== GIVEN INFORMATION

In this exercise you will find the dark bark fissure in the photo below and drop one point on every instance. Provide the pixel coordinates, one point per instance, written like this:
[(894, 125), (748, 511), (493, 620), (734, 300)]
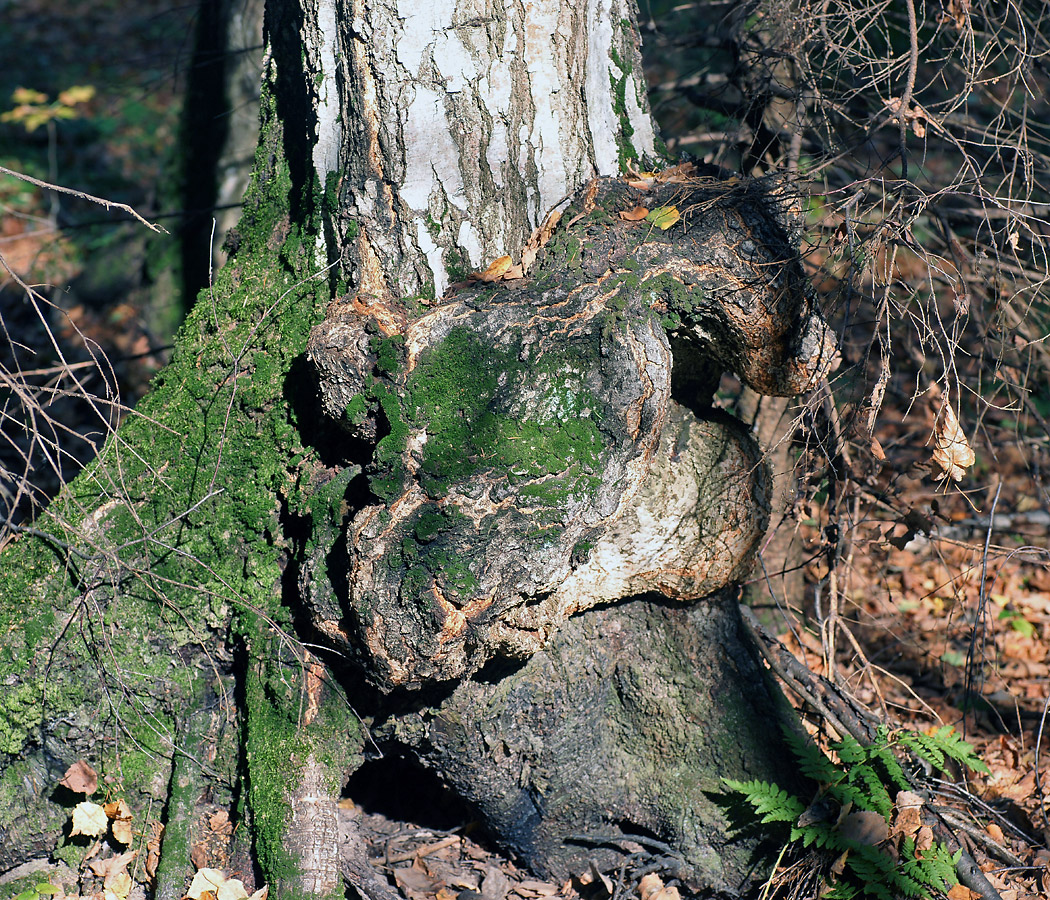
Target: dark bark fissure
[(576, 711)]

====
== GIVEN INFORMATION

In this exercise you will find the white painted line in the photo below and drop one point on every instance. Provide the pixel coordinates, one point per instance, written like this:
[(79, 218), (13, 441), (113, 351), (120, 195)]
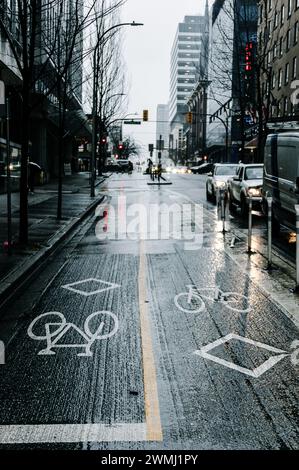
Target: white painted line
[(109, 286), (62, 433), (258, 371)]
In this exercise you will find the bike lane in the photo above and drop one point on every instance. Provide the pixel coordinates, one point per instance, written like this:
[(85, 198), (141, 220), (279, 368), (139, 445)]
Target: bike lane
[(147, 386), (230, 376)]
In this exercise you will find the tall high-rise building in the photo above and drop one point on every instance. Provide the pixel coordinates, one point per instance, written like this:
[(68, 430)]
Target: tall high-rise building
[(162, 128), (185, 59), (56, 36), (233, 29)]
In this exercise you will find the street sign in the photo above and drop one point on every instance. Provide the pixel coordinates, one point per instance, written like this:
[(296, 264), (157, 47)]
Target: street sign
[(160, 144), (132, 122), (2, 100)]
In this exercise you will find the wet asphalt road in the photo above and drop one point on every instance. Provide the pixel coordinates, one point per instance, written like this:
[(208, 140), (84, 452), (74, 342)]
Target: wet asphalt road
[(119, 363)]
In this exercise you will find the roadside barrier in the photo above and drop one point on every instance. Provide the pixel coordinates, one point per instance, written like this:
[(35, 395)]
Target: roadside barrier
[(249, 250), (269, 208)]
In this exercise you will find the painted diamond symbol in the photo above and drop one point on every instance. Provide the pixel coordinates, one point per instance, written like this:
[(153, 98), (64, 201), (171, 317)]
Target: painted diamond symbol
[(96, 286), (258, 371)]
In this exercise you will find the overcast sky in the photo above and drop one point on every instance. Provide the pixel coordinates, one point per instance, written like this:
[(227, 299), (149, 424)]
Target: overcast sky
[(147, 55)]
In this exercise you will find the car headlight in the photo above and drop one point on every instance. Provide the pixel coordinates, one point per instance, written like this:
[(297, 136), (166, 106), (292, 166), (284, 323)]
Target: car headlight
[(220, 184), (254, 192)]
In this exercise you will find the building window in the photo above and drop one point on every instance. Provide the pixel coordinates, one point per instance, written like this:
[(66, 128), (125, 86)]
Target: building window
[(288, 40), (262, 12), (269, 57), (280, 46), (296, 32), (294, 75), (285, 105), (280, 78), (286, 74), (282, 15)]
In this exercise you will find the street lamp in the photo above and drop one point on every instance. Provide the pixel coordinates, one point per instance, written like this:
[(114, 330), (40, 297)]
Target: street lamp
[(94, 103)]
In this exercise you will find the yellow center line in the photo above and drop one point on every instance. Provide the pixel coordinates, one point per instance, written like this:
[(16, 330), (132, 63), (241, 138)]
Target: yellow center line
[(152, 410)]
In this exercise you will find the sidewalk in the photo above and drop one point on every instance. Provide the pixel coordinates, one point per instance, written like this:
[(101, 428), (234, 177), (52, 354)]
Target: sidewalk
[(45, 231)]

====
== GIVEN INFORMATION

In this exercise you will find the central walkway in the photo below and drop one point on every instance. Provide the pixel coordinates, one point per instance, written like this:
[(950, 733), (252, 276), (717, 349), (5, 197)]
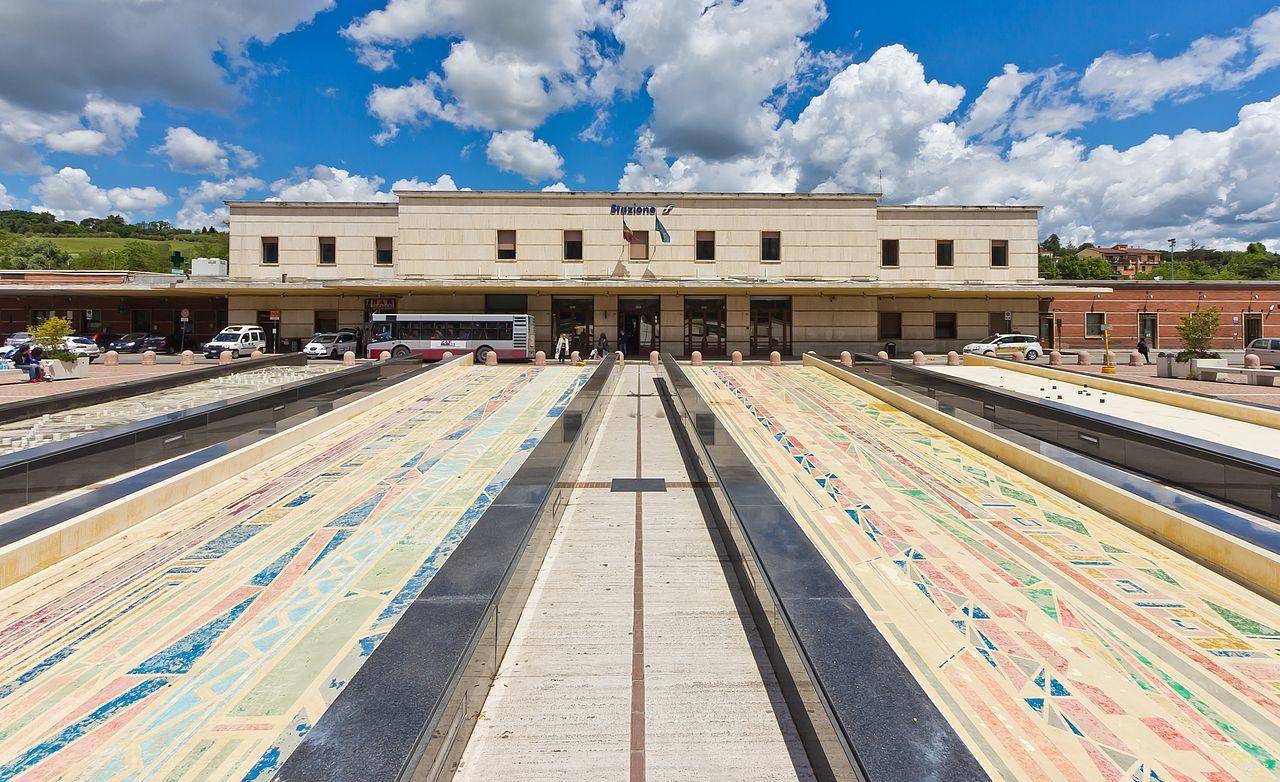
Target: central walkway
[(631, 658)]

====

§ **BRIEF**:
Your answer must consist solely of the lines above between the line holding "[(66, 128), (125, 86)]" and the line holding "[(16, 330), (132, 63), (241, 138)]", inclusive, copied exactly.

§ **SOLUTION FOR THIS TASK**:
[(66, 128), (125, 86)]
Target: building window
[(288, 40), (262, 12), (269, 57), (280, 46), (296, 32), (294, 75), (285, 105), (280, 78), (286, 74), (282, 15)]
In this exercise you will find the street lamp in the photo above and drop one point on every instance. Provide the pixel coordinates, one point per instance, written like this:
[(114, 330), (40, 297)]
Target: street lamp
[(94, 103)]
In this exercise you will find the yellow center line in the photo above and drop one point on every instance. Provide the pixel coordinates, one point per instance, written like this:
[(16, 330), (132, 63), (241, 138)]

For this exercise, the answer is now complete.